§ **SUPPLIED PASSAGE**
• • • •
09 July 2014
Whatever happens in Paris and other current policy processes, negotiators will base much of their talks on the new IPCC Fifth Assessment Report (AR5) released in 2013 and 2014. The report provides a wealth of information, not only on the physical science of climate change, but also on the benefits that climate policy could have for the environment, human health, and economic development, as well as the potential impacts and risks of climate change.
IIASA research played an important role in the new report, particularly in Working Groups II and III, which focus respectively on climate change impacts and mitigation. Nineteen IIASA researchers contributed to the AR5 as authors or reviewers. Countless IIASA publications were also cited in the report.
IIASA Director General and CEO Professor Dr. Pavel Kabat says, “IIASA’s systems analysis approach is key for addressing global problems such as climate change. The IPCC’s Fifth Assessment Report incorporates this viewpoint even more than previous reports.”
“The IPCC AR5 clearly demonstrates that adaptation and mitigation are becoming more urgent. Any further delays in avoiding dangerous climate change render our actions more difficult and costlier,” says IIASA Deputy Director General and Deputy CEO Professor Dr. Nebojsa Nakicenovic, a lead author on the new report.
“Stabilization of climate change at two degrees will bring huge potential co-benefits for human development and well-being. It will also avoid exceeding planetary boundaries, such as ocean acidification and biodiversity loss,” he adds.
“Nobody on this planet is going to be untouched by the impacts of climate change,” IPCC chair Rajendra Pachauri said at the launch of the IPCC WGII report in March 2014.
• • • •
§ **DATA EXTRACT**
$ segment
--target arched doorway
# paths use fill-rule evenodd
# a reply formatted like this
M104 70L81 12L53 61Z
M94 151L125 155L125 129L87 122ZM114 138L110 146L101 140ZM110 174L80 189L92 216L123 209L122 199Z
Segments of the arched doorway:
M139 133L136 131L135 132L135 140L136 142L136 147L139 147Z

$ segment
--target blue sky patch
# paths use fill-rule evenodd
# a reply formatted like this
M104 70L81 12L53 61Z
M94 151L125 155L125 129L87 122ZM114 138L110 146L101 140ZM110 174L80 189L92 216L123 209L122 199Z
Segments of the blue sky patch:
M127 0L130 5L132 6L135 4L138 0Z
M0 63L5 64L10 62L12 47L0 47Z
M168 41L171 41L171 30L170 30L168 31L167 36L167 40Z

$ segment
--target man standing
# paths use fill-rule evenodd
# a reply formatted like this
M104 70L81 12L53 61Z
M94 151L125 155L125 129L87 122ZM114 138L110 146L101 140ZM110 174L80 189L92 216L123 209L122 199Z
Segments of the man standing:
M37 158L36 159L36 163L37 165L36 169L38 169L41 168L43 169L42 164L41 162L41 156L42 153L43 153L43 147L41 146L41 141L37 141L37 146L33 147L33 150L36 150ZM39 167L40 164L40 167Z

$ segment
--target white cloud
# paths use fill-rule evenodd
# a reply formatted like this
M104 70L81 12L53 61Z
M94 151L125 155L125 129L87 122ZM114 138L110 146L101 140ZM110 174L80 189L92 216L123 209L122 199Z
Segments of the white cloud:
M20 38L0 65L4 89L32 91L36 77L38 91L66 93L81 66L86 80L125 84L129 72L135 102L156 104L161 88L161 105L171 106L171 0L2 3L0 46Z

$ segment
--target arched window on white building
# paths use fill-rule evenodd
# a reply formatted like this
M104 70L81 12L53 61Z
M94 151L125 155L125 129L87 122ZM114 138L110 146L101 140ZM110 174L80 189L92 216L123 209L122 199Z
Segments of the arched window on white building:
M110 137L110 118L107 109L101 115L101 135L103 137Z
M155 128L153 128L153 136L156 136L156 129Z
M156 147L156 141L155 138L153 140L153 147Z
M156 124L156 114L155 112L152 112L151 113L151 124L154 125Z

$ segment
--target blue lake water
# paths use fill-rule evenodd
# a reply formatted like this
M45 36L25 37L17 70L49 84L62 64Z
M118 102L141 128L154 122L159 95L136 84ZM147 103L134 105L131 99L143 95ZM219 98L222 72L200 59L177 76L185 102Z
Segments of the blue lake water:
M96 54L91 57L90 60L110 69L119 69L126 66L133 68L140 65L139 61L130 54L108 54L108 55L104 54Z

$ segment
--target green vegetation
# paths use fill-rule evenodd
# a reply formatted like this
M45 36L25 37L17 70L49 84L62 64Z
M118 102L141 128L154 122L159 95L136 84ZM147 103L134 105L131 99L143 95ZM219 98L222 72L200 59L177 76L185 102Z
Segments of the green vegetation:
• • • •
Retype the passage on IIASA's role in the IPCC report word for word, from "09 July 2014" up to and including "in the report.".

09 July 2014
Whatever happens in Paris and other current policy processes, negotiators will base much of their talks on the new IPCC Fifth Assessment Report (AR5) released in 2013 and 2014. The report provides a wealth of information, not only on the physical science of climate change, but also on the benefits that climate policy could have for the environment, human health, and economic development, as well as the potential impacts and risks of climate change.
IIASA research played an important role in the new report, particularly in Working Groups II and III, which focus respectively on climate change impacts and mitigation. Nineteen IIASA researchers contributed to the AR5 as authors or reviewers. Countless IIASA publications were also cited in the report.